--- Short problem ---
List every kind of body that the passage below on espionage in Switzerland says Geneva is home to, along with the number it gives for each.

--- Excerpted passage ---
BEGIN
It is probably more efficient for counterintelligence to put one specific intelligence agent under surveillance than to launch a rigorous large-scale crackdown. This is common knowledge in all countries that have expelled Russian diplomats. “Expulsions can also be regarded as a political sign,” says Hänni.
“However, since February 2022, some European countries have specifically expelled intelligence officers who were essential for the espionage activities in the embassies. In some cases, the positions in question were eliminated altogether to make sure Moscow could not replace them with a new agent.”
Switzerland on the other hand sticks to its tradition of remaining passive in such cases – at least publicly. Hänni thinks that behind the scenes, the Swiss authorities would probably file a complaint to the governments of the respective countries if the activities of their personnel got out of hand.
The Swiss authorities certainly have experience with espionage as it has been rife in Geneva since the First World War. Today, Geneva is home to almost 240 foreign representations, dozens of international organisations and hundreds of non-governmental organisations (NGOs).
END
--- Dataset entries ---
BEGIN
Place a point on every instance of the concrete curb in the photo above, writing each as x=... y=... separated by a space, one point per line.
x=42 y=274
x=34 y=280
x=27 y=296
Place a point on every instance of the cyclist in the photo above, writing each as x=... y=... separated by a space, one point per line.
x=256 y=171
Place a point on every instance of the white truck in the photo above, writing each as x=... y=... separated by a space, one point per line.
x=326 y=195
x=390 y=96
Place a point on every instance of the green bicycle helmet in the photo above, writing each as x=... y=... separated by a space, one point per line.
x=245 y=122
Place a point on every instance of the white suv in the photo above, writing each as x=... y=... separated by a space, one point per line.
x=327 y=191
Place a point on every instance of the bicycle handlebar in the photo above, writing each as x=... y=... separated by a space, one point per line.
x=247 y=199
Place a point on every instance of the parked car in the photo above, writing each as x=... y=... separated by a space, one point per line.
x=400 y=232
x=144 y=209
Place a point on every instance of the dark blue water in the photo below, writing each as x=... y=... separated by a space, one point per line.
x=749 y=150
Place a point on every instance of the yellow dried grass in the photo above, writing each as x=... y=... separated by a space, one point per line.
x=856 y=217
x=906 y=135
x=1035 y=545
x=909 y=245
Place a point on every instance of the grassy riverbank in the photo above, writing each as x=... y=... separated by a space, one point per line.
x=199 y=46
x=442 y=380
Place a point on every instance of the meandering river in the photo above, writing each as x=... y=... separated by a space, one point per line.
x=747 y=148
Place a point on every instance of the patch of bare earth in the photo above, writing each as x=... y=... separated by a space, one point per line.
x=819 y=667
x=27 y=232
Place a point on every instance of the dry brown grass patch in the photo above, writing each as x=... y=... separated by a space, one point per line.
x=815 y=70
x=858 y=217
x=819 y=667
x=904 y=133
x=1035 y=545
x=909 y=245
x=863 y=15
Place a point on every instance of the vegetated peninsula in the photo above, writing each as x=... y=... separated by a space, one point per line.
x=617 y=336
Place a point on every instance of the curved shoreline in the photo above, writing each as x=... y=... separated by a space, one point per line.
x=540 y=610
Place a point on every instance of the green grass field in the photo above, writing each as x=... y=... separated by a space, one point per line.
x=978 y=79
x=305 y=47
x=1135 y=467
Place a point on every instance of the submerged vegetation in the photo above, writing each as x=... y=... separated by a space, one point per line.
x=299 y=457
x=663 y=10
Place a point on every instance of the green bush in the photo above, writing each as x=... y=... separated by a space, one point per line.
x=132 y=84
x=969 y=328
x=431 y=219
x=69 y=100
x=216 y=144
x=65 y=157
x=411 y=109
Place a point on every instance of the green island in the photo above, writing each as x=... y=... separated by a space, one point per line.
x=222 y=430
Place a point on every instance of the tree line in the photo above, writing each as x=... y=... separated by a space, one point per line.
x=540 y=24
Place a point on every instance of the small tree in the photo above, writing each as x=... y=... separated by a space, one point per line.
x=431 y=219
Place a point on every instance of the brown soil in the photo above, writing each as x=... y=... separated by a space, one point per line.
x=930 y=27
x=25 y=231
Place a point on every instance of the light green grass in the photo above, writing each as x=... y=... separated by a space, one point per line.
END
--- Task response ---
- Foreign representations: almost 240
- International organizations: dozens
- Non-governmental organizations (NGOs): hundreds